Listed records section start

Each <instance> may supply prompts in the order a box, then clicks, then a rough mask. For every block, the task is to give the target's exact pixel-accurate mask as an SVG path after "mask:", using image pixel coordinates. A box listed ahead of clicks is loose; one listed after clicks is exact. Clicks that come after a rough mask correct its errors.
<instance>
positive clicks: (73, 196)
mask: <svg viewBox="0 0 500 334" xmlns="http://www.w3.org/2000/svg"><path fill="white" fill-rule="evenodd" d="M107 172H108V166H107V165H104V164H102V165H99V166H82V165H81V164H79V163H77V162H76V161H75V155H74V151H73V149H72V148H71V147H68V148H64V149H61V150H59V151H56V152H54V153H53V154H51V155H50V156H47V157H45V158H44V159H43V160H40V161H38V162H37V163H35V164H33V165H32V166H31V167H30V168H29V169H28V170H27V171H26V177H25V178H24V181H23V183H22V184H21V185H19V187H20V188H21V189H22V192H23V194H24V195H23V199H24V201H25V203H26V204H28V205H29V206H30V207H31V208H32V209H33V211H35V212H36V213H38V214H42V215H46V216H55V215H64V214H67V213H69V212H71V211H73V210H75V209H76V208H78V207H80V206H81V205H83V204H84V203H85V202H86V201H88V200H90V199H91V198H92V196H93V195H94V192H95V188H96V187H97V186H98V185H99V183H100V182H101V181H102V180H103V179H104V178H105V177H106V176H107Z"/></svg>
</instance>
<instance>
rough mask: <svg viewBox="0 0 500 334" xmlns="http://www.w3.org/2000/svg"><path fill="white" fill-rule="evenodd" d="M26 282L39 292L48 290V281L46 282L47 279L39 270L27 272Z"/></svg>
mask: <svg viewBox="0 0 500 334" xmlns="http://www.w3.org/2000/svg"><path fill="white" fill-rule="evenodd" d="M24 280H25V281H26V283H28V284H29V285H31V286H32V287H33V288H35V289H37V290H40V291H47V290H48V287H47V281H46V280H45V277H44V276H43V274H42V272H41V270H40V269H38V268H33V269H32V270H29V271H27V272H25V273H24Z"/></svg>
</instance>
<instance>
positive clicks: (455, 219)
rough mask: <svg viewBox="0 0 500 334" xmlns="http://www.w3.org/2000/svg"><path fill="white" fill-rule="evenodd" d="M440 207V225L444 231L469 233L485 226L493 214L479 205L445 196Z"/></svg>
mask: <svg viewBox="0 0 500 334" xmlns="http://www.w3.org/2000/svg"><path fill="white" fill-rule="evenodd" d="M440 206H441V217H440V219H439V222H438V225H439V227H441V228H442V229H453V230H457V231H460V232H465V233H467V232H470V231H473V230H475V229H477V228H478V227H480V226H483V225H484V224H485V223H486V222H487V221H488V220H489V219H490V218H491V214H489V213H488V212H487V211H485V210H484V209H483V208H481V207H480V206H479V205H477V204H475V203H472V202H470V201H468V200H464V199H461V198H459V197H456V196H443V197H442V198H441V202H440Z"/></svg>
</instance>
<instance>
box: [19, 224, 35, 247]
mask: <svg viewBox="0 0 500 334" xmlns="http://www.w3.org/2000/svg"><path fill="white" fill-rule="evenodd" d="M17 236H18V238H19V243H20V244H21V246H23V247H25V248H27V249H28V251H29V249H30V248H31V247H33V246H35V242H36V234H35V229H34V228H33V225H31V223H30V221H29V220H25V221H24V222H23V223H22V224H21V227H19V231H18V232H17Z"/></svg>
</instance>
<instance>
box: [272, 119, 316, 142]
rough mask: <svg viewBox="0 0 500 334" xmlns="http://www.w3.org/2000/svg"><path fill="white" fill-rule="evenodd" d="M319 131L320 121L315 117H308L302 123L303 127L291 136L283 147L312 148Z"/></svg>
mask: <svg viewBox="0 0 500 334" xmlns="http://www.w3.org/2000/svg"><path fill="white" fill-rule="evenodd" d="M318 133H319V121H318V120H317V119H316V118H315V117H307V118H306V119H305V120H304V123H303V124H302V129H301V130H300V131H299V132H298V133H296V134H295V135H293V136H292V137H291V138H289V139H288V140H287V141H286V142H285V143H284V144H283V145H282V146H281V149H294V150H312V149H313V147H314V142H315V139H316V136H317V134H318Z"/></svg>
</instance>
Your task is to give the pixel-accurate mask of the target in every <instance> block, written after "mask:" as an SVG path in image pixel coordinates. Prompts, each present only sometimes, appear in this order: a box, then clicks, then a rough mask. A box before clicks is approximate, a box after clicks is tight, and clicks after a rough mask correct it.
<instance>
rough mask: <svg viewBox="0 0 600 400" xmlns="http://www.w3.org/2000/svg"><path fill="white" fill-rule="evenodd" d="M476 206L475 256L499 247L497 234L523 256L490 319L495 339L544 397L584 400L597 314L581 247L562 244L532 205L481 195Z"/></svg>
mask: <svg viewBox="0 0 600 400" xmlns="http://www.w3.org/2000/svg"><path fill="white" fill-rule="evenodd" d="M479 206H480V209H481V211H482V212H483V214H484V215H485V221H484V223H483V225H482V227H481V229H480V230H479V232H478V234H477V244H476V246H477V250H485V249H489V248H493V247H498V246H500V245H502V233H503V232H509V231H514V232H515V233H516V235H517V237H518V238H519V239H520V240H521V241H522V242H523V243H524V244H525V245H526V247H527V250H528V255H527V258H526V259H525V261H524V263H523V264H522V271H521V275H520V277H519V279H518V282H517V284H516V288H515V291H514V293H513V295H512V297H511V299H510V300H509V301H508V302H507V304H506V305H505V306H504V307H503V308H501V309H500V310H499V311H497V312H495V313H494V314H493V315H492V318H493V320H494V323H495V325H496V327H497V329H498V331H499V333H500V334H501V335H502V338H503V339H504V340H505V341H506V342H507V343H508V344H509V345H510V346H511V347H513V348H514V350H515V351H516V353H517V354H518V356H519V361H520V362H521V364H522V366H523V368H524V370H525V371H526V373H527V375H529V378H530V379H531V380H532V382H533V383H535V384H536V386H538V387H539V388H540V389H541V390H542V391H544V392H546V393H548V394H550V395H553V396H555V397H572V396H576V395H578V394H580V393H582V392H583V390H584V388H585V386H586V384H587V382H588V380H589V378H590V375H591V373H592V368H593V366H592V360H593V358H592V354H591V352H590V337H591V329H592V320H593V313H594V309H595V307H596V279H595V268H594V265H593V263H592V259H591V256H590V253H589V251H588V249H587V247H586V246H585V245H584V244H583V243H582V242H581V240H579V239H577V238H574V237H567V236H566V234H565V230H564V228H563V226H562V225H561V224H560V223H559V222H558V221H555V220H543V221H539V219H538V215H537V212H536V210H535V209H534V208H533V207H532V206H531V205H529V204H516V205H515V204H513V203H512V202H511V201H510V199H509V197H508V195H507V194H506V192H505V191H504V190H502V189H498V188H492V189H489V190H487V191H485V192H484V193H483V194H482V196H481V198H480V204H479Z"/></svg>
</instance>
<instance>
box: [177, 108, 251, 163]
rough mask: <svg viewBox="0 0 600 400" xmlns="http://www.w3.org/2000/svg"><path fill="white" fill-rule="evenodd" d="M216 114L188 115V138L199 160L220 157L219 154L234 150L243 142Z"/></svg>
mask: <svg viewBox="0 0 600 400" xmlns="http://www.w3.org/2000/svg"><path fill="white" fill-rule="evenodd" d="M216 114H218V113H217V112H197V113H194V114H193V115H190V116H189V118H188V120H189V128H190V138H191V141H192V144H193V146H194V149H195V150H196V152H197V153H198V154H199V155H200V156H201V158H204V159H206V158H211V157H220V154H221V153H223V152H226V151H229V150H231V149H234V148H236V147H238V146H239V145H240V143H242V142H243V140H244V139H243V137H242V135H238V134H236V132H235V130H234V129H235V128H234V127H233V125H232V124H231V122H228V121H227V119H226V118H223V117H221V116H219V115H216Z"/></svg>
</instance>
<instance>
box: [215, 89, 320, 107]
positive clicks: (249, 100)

Listed records section end

# Goal of the exercise
Your task is to retype the data exactly, with no line missing.

# Solution for this exercise
Each <instance> may supply prompts in the order a box, then clicks, then a rough mask. For every block, the task is to give the target's exact pixel-accurate mask as an SVG path after "mask:", using image pixel coordinates. A box listed ahead of clicks is loose; one listed after clicks is exact. Clicks that come after a rough mask correct its errors.
<instance>
positive clicks: (73, 196)
mask: <svg viewBox="0 0 500 334" xmlns="http://www.w3.org/2000/svg"><path fill="white" fill-rule="evenodd" d="M107 172H108V166H107V165H104V164H102V165H99V166H82V165H81V164H79V163H77V162H76V161H75V155H74V151H73V149H72V148H71V147H68V148H64V149H61V150H59V151H56V152H54V153H53V154H51V155H50V156H47V157H45V158H44V159H43V160H40V161H38V162H37V163H35V164H33V165H32V166H31V167H30V168H29V169H28V170H27V171H26V177H25V178H24V181H23V183H22V184H21V185H19V187H20V188H21V189H22V192H23V194H24V195H23V199H24V201H25V203H26V204H28V205H29V206H30V207H31V208H32V209H33V211H35V212H36V213H38V214H42V215H46V216H55V215H64V214H67V213H69V212H71V211H73V210H75V209H76V208H78V207H80V206H81V205H83V204H84V203H85V202H86V201H88V200H90V199H91V198H92V196H93V195H94V192H95V188H96V187H97V186H98V185H99V183H100V182H101V181H102V180H103V179H104V178H105V177H106V176H107Z"/></svg>
</instance>
<instance>
rough mask: <svg viewBox="0 0 500 334" xmlns="http://www.w3.org/2000/svg"><path fill="white" fill-rule="evenodd" d="M26 282L39 292L48 290V281L46 282L47 279L39 270L27 272Z"/></svg>
mask: <svg viewBox="0 0 500 334" xmlns="http://www.w3.org/2000/svg"><path fill="white" fill-rule="evenodd" d="M24 280H25V281H26V283H28V284H29V285H31V286H32V287H33V288H35V289H37V290H40V291H47V290H48V287H47V281H46V280H45V277H44V276H43V274H42V272H41V270H40V269H38V268H33V269H32V270H29V271H27V272H25V273H24Z"/></svg>
</instance>
<instance>
positive clicks: (455, 219)
rough mask: <svg viewBox="0 0 500 334" xmlns="http://www.w3.org/2000/svg"><path fill="white" fill-rule="evenodd" d="M440 207V225L444 231L469 233L485 226L493 214L479 205L445 196Z"/></svg>
mask: <svg viewBox="0 0 500 334" xmlns="http://www.w3.org/2000/svg"><path fill="white" fill-rule="evenodd" d="M440 206H441V217H440V219H439V222H438V225H439V227H441V228H442V229H453V230H457V231H460V232H465V233H467V232H470V231H473V230H475V229H477V228H478V227H480V226H483V225H484V224H485V223H486V222H487V221H488V220H489V219H490V218H491V214H489V213H488V212H487V211H485V210H484V209H483V208H481V207H480V206H479V205H477V204H475V203H472V202H470V201H468V200H464V199H461V198H459V197H456V196H443V197H442V198H441V202H440Z"/></svg>
</instance>
<instance>
box: [19, 224, 35, 247]
mask: <svg viewBox="0 0 500 334" xmlns="http://www.w3.org/2000/svg"><path fill="white" fill-rule="evenodd" d="M17 236H18V238H19V243H20V244H21V246H23V247H25V248H27V249H28V251H29V249H30V248H31V247H33V246H35V242H36V234H35V229H34V228H33V225H31V223H30V221H29V220H25V221H24V222H23V223H22V224H21V227H19V231H18V232H17Z"/></svg>
</instance>
<instance>
box: [272, 119, 316, 142]
rough mask: <svg viewBox="0 0 500 334" xmlns="http://www.w3.org/2000/svg"><path fill="white" fill-rule="evenodd" d="M319 131L320 121L315 117H308L302 123L303 127L291 136L283 147L312 148Z"/></svg>
mask: <svg viewBox="0 0 500 334" xmlns="http://www.w3.org/2000/svg"><path fill="white" fill-rule="evenodd" d="M318 133H319V121H318V120H317V119H316V118H315V117H307V118H306V119H305V120H304V123H303V124H302V129H301V130H300V131H299V132H298V133H296V134H295V135H293V136H292V137H291V138H289V139H288V140H287V141H286V142H285V143H284V144H283V145H282V146H281V149H294V150H312V149H313V147H314V142H315V139H316V136H317V134H318Z"/></svg>
</instance>
Your task is to give the pixel-accurate mask of the target in every <instance> block, written after "mask:" as an SVG path in image pixel coordinates. Prompts, each present only sometimes, appear in this order: a box, then clicks, then a rough mask. A box before clicks is approximate, a box after clicks is tight, and clicks after a rough mask correct it.
<instance>
rough mask: <svg viewBox="0 0 600 400" xmlns="http://www.w3.org/2000/svg"><path fill="white" fill-rule="evenodd" d="M476 206L475 256L499 247L497 234L523 256L490 319L495 339L544 397L584 400L597 314L581 247L562 244L532 205L481 195Z"/></svg>
mask: <svg viewBox="0 0 600 400" xmlns="http://www.w3.org/2000/svg"><path fill="white" fill-rule="evenodd" d="M479 206H480V209H481V211H482V212H483V214H484V215H485V221H484V223H483V225H482V227H481V229H480V230H479V232H478V234H477V244H476V246H477V250H485V249H489V248H493V247H498V246H500V245H502V233H503V232H509V231H514V232H515V233H516V235H517V237H518V238H519V239H520V240H521V241H522V242H523V243H524V244H525V245H526V247H527V250H528V255H527V258H526V259H525V261H524V263H523V264H522V271H521V275H520V277H519V279H518V282H517V284H516V288H515V291H514V293H513V295H512V297H511V299H510V300H509V301H508V302H507V304H506V305H505V306H504V307H503V308H501V309H500V310H499V311H497V312H495V313H494V314H493V315H492V318H493V320H494V323H495V325H496V327H497V329H498V331H499V333H500V334H501V335H502V338H503V339H504V340H505V341H506V342H507V343H508V344H509V345H510V346H511V347H513V348H514V350H515V351H516V353H517V354H518V356H519V361H520V362H521V364H522V366H523V368H524V370H525V371H526V373H527V375H529V378H530V379H531V380H532V382H533V383H535V384H536V386H538V387H539V388H540V389H541V390H542V391H544V392H546V393H548V394H550V395H553V396H555V397H572V396H576V395H578V394H580V393H582V392H583V390H584V388H585V386H586V384H587V382H588V380H589V378H590V375H591V373H592V368H593V366H592V360H593V358H592V354H591V352H590V337H591V329H592V320H593V313H594V309H595V307H596V279H595V268H594V265H593V263H592V259H591V256H590V253H589V251H588V249H587V247H586V246H585V245H584V244H583V243H582V242H581V240H579V239H577V238H574V237H567V236H566V234H565V230H564V228H563V226H562V225H561V224H560V223H559V222H558V221H555V220H543V221H539V219H538V215H537V212H536V210H535V209H534V208H533V207H532V206H531V205H529V204H516V205H515V204H513V203H512V202H511V201H510V199H509V197H508V195H507V194H506V192H505V191H504V190H502V189H498V188H492V189H489V190H487V191H485V192H484V193H483V194H482V196H481V198H480V204H479Z"/></svg>
</instance>
<instance>
box: [177, 108, 251, 163]
rough mask: <svg viewBox="0 0 600 400" xmlns="http://www.w3.org/2000/svg"><path fill="white" fill-rule="evenodd" d="M216 114L188 115V138L199 160L220 157L219 154L234 150L243 142Z"/></svg>
mask: <svg viewBox="0 0 600 400" xmlns="http://www.w3.org/2000/svg"><path fill="white" fill-rule="evenodd" d="M216 114H218V113H217V112H197V113H194V114H193V115H190V116H189V118H188V120H189V128H190V138H191V141H192V144H193V146H194V149H195V150H196V152H197V153H198V154H199V155H200V156H201V158H204V159H206V158H211V157H220V154H221V153H223V152H226V151H229V150H231V149H234V148H236V147H238V146H239V145H240V143H242V142H243V140H244V139H243V137H242V135H238V134H236V132H235V130H234V129H235V128H234V127H233V125H232V124H231V122H228V121H227V119H226V118H223V117H221V116H219V115H216Z"/></svg>
</instance>
<instance>
box: [215, 89, 320, 107]
positive clicks: (249, 100)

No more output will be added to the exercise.